- **Problems and tasks**:
- a) Answer these from the text on dementia and medicines:
(i) What is the name of the newsletter where the Q&A was seen?
(ii) Who told the woman that certain medicines could worsen her husband's memory problems?
(iii) Which medicine for bladder problems does the text name?
- b) From the text on dementia and medicines, copy out word for word the part that begins at the words "Like Alzheimer’s Disease" and stops after "newsletter called fyi.".

- **Source extract**:
Like Alzheimer’s Disease (AD), those with many other types of dementia have an imbalance of acetylcholine in the brain. Anticholinergic drugs can be problematic for those with AD and non-AD dementias.
I saw this Q&A recently in my Dad’s AARP Health Care Options newsletter called fyi.
Ask Dr. Reed ([email protected])
AARP Health Care Options fyi (newsletter)
Question: My husband has Alzheimer’s disease. His pharmacist told me that certain medicines could further worsen his memory problems. Any advice?
Answer: …You are wise to take steps to ensure that your husband’s mental status is not worsened by the effects of his medicines. As we have mentioned in previous columns, many of us become more sensitive to medicines as we age. As a result, a variety of medicines could produce unanticipated effects that could worsen mental status and overall function.
Alzheimer’s disease is characterized by low levels of a chemical that transmits signals between nerves called “acetylcholine.” As a result, medicines called “anticholinergic” drugs that block the effects of this nerve chemical can be especially problematic for people with Alzheimer’s disease. Unfortunately, these drugs are very common. They include:
* Certain antihistamines such as diphenhydramine (Benadryl)
* Certain antidepressants such as amitriptyline (Elavil) and doxepin (Sinequan)
* Medicines for bladder problems such as oxybutynin (Ditropan)
* Muscle relaxants such as carisoprodol (Soma), cyclobenzaprine (Flexeril), and methocarbamol (Robaxin)
I always say to write down the name of every medicine that you or your loved one is taking, and review this list regularly with your doctor and your pharmacist.

- **Entries provided**:
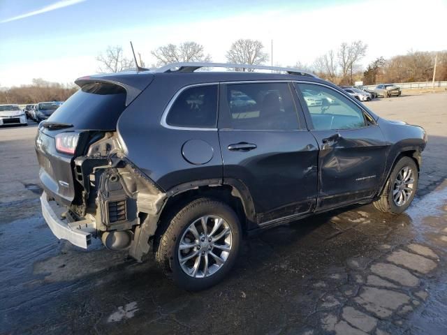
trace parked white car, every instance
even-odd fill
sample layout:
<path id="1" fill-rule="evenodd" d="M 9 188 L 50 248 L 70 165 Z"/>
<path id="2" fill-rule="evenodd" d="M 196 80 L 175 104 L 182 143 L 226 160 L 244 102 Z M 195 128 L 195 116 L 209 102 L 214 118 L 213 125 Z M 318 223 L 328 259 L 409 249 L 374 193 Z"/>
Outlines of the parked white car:
<path id="1" fill-rule="evenodd" d="M 25 112 L 18 105 L 0 105 L 0 126 L 7 124 L 28 125 Z"/>

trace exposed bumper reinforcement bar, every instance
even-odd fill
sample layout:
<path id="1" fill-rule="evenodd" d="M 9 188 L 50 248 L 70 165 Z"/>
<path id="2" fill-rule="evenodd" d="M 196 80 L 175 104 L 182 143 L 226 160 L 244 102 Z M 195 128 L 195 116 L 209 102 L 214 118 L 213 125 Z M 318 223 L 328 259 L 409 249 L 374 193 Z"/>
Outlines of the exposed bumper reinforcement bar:
<path id="1" fill-rule="evenodd" d="M 49 202 L 45 192 L 41 197 L 41 204 L 43 218 L 56 237 L 66 239 L 85 249 L 89 247 L 91 244 L 91 233 L 95 230 L 94 222 L 86 219 L 68 223 L 66 219 L 60 218 L 64 207 L 58 206 L 54 201 Z"/>

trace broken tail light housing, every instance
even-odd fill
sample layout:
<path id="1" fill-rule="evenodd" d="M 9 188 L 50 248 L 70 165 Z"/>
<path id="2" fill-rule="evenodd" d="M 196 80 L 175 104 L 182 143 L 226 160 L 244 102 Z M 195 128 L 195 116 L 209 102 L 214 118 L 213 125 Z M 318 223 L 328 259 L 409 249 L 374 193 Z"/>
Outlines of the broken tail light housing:
<path id="1" fill-rule="evenodd" d="M 79 134 L 77 133 L 60 133 L 56 135 L 56 150 L 62 154 L 74 155 Z"/>

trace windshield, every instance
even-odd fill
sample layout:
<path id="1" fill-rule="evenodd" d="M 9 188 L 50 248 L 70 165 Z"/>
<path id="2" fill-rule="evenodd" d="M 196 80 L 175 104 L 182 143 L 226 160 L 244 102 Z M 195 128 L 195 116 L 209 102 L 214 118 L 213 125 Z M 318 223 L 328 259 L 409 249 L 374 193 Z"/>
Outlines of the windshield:
<path id="1" fill-rule="evenodd" d="M 0 112 L 6 112 L 7 110 L 20 110 L 20 108 L 17 105 L 6 105 L 4 106 L 0 106 Z"/>
<path id="2" fill-rule="evenodd" d="M 41 110 L 55 110 L 60 105 L 59 103 L 39 103 L 38 109 Z"/>

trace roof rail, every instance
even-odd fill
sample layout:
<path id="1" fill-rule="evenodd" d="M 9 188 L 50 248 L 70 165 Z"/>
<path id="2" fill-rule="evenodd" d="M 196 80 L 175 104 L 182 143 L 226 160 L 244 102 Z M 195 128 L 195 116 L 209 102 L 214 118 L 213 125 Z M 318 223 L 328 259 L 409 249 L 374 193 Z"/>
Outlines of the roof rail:
<path id="1" fill-rule="evenodd" d="M 310 71 L 300 70 L 293 68 L 281 68 L 279 66 L 268 66 L 265 65 L 249 65 L 233 64 L 230 63 L 207 63 L 207 62 L 190 62 L 190 63 L 171 63 L 156 68 L 156 73 L 179 73 L 194 72 L 200 68 L 253 68 L 256 70 L 272 70 L 275 71 L 286 72 L 289 75 L 308 75 L 318 78 L 316 75 Z"/>

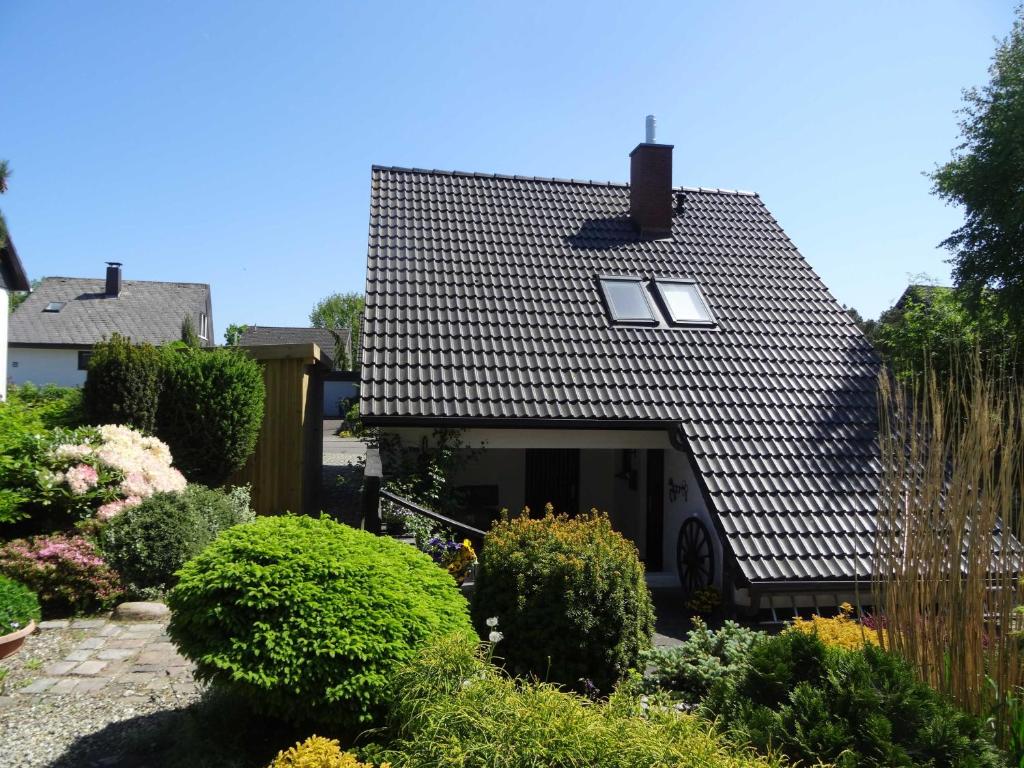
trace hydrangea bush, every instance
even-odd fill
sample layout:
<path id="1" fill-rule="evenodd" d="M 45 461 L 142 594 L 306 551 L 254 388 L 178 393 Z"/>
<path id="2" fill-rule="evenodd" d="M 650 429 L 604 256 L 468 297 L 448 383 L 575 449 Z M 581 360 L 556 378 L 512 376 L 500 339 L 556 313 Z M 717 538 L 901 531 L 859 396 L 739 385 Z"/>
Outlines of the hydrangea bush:
<path id="1" fill-rule="evenodd" d="M 32 589 L 49 615 L 108 608 L 121 596 L 117 574 L 85 537 L 55 534 L 0 547 L 0 573 Z"/>
<path id="2" fill-rule="evenodd" d="M 19 516 L 35 507 L 51 519 L 55 513 L 109 519 L 154 494 L 185 487 L 167 445 L 131 427 L 56 428 L 34 435 L 22 453 L 4 478 L 24 501 Z"/>

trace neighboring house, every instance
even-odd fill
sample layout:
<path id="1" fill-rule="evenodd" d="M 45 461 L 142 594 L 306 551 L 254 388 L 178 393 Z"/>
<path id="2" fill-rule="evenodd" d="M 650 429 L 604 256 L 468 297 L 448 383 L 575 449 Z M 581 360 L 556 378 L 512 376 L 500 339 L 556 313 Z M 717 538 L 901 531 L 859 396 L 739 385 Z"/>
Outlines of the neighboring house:
<path id="1" fill-rule="evenodd" d="M 596 507 L 688 590 L 866 594 L 878 358 L 761 199 L 673 188 L 672 151 L 629 184 L 374 167 L 362 420 L 484 449 L 474 521 Z"/>
<path id="2" fill-rule="evenodd" d="M 239 337 L 239 346 L 252 347 L 266 344 L 316 344 L 333 365 L 334 371 L 326 374 L 324 381 L 324 416 L 344 416 L 339 403 L 358 394 L 358 373 L 348 371 L 352 358 L 352 333 L 347 328 L 329 331 L 326 328 L 280 328 L 273 326 L 246 326 Z M 346 369 L 346 370 L 338 370 Z"/>
<path id="3" fill-rule="evenodd" d="M 0 217 L 0 366 L 4 375 L 0 376 L 0 400 L 7 399 L 7 326 L 11 291 L 28 291 L 29 279 L 22 266 L 22 260 L 14 250 L 14 243 Z"/>
<path id="4" fill-rule="evenodd" d="M 117 262 L 109 262 L 105 280 L 45 278 L 10 316 L 8 378 L 80 386 L 96 342 L 113 334 L 137 343 L 178 341 L 185 318 L 203 346 L 212 346 L 210 286 L 122 280 Z"/>

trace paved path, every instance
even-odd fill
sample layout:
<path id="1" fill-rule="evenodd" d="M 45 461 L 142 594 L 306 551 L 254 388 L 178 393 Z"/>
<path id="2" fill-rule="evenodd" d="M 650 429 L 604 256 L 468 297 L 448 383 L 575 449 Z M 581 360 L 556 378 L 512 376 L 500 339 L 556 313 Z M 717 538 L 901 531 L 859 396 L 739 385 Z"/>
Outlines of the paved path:
<path id="1" fill-rule="evenodd" d="M 163 622 L 44 622 L 0 677 L 3 768 L 155 768 L 201 695 Z"/>
<path id="2" fill-rule="evenodd" d="M 7 695 L 22 698 L 58 693 L 94 693 L 110 687 L 112 693 L 145 695 L 148 691 L 173 689 L 193 695 L 196 684 L 191 665 L 178 655 L 165 634 L 163 623 L 141 624 L 105 618 L 75 618 L 43 622 L 40 634 L 60 633 L 51 644 L 56 657 L 38 657 L 29 669 L 17 670 L 17 656 L 10 659 L 12 679 Z M 20 653 L 33 650 L 29 638 Z M 35 672 L 28 678 L 25 672 Z M 19 674 L 20 673 L 20 674 Z M 20 685 L 18 685 L 20 683 Z"/>

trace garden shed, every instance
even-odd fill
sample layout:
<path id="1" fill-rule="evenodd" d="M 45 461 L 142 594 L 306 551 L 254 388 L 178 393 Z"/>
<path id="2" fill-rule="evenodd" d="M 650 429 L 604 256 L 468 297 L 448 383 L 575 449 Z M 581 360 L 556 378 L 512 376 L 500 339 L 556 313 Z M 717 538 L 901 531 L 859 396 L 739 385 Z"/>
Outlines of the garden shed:
<path id="1" fill-rule="evenodd" d="M 252 484 L 258 515 L 319 512 L 324 377 L 331 358 L 311 343 L 244 347 L 263 369 L 266 404 L 256 451 L 231 478 Z"/>

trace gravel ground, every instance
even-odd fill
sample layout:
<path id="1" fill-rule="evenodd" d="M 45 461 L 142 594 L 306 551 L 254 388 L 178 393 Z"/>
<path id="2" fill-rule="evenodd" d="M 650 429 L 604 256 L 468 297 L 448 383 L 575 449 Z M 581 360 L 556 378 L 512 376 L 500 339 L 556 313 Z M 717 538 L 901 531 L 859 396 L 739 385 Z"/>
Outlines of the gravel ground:
<path id="1" fill-rule="evenodd" d="M 153 679 L 145 675 L 139 676 L 144 680 L 138 685 L 109 680 L 110 684 L 98 690 L 26 692 L 46 679 L 50 665 L 73 655 L 75 648 L 88 644 L 98 630 L 71 627 L 37 631 L 20 651 L 0 662 L 0 669 L 6 670 L 0 683 L 0 766 L 160 765 L 138 762 L 126 753 L 143 751 L 146 741 L 160 739 L 170 721 L 184 716 L 185 708 L 201 695 L 195 683 L 151 690 L 141 684 Z M 93 683 L 99 677 L 83 677 L 77 684 Z M 76 683 L 71 676 L 61 680 Z"/>

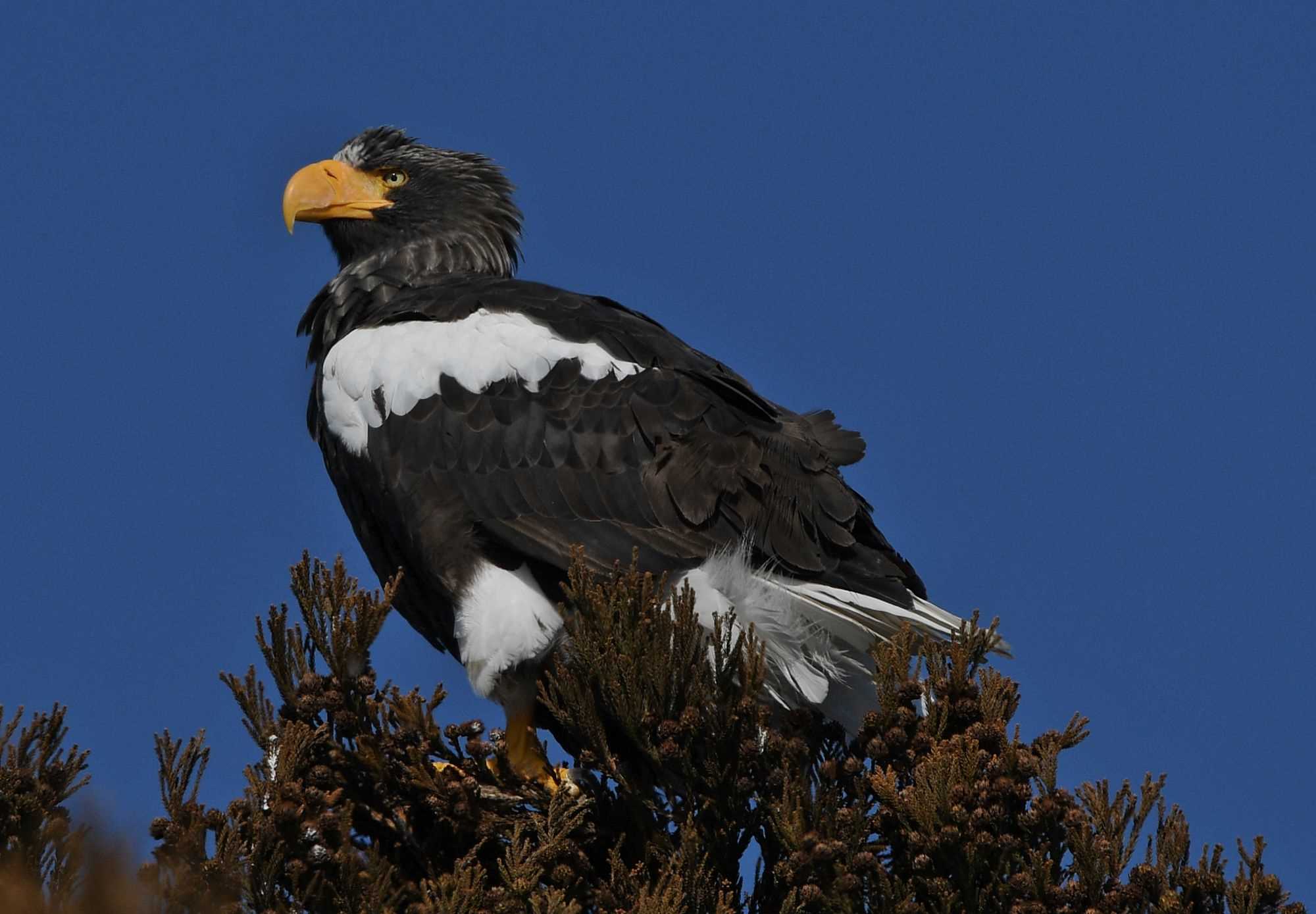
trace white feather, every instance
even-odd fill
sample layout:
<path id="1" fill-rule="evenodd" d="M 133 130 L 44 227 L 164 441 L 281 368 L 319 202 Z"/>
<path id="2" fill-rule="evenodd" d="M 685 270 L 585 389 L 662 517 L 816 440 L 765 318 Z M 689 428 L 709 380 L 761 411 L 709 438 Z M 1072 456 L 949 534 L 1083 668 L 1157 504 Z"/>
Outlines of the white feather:
<path id="1" fill-rule="evenodd" d="M 486 698 L 520 664 L 537 664 L 553 649 L 562 616 L 525 565 L 509 572 L 480 560 L 457 601 L 457 647 L 471 687 Z"/>
<path id="2" fill-rule="evenodd" d="M 959 619 L 913 597 L 912 608 L 832 587 L 794 581 L 754 568 L 744 549 L 709 557 L 676 581 L 690 583 L 700 624 L 736 611 L 737 626 L 754 626 L 769 665 L 766 689 L 784 707 L 816 706 L 854 732 L 873 709 L 869 647 L 905 623 L 946 637 Z"/>
<path id="3" fill-rule="evenodd" d="M 505 378 L 530 391 L 565 358 L 580 361 L 580 375 L 599 381 L 641 371 L 613 358 L 597 342 L 571 342 L 526 315 L 480 308 L 454 321 L 404 321 L 363 327 L 325 356 L 321 398 L 329 432 L 354 454 L 365 453 L 371 428 L 404 416 L 438 394 L 442 375 L 478 394 Z M 375 403 L 375 391 L 383 411 Z"/>

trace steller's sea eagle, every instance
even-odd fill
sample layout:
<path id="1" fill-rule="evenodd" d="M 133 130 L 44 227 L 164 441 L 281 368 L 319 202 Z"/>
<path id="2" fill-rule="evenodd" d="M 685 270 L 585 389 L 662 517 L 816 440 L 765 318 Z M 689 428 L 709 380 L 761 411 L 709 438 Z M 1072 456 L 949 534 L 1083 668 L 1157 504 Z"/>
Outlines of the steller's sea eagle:
<path id="1" fill-rule="evenodd" d="M 283 216 L 320 223 L 338 274 L 299 325 L 308 423 L 396 606 L 507 710 L 508 759 L 553 782 L 530 728 L 562 637 L 569 552 L 688 582 L 766 641 L 770 699 L 851 732 L 867 648 L 959 619 L 838 468 L 863 441 L 792 412 L 637 311 L 515 279 L 521 212 L 488 158 L 374 128 L 297 171 Z"/>

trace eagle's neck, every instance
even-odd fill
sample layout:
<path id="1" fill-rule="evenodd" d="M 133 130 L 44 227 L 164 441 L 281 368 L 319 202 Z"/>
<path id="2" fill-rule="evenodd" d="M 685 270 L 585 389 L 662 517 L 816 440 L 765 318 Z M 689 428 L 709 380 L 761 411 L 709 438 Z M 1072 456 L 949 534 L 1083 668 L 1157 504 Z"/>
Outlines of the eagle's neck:
<path id="1" fill-rule="evenodd" d="M 311 337 L 308 363 L 320 361 L 342 336 L 367 323 L 399 290 L 453 274 L 511 277 L 519 261 L 516 236 L 499 232 L 436 233 L 347 261 L 337 238 L 330 240 L 341 269 L 311 299 L 297 324 L 297 333 Z"/>

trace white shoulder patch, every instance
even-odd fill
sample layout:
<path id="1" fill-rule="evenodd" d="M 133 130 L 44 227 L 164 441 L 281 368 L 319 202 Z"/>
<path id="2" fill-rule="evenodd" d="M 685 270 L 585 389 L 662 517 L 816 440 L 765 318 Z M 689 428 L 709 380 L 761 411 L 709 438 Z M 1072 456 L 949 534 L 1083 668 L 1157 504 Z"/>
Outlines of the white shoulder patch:
<path id="1" fill-rule="evenodd" d="M 625 378 L 644 370 L 636 362 L 613 358 L 597 342 L 570 342 L 516 312 L 480 308 L 446 323 L 416 320 L 358 328 L 325 356 L 325 423 L 351 453 L 361 454 L 371 428 L 379 428 L 393 414 L 407 415 L 416 403 L 438 394 L 441 375 L 474 394 L 504 378 L 519 378 L 534 391 L 563 358 L 579 360 L 580 374 L 590 381 L 608 374 Z"/>
<path id="2" fill-rule="evenodd" d="M 525 565 L 508 572 L 480 561 L 457 601 L 457 647 L 471 687 L 488 698 L 499 677 L 544 660 L 562 631 L 562 616 Z"/>

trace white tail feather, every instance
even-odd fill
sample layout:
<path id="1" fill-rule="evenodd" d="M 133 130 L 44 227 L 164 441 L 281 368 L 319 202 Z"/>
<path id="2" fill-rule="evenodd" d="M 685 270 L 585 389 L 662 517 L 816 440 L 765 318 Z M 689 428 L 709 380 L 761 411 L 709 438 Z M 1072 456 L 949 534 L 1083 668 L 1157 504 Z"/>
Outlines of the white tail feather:
<path id="1" fill-rule="evenodd" d="M 888 640 L 907 622 L 949 637 L 961 619 L 909 594 L 911 606 L 824 583 L 794 581 L 755 569 L 744 549 L 709 557 L 678 582 L 695 591 L 705 628 L 713 614 L 736 611 L 737 626 L 754 626 L 769 665 L 767 694 L 783 707 L 816 706 L 850 732 L 873 707 L 869 647 Z"/>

- **Task responses**:
- a)
(i) The AARP Health Care Options newsletter called fyi.
(ii) His pharmacist.
(iii) Oxybutynin (Ditropan).

- b)
Like Alzheimer’s Disease (AD), those with many other types of dementia have an imbalance of acetylcholine in the brain. Anticholinergic drugs can be problematic for those with AD and non-AD dementias.
I saw this Q&A recently in my Dad’s AARP Health Care Options newsletter called fyi.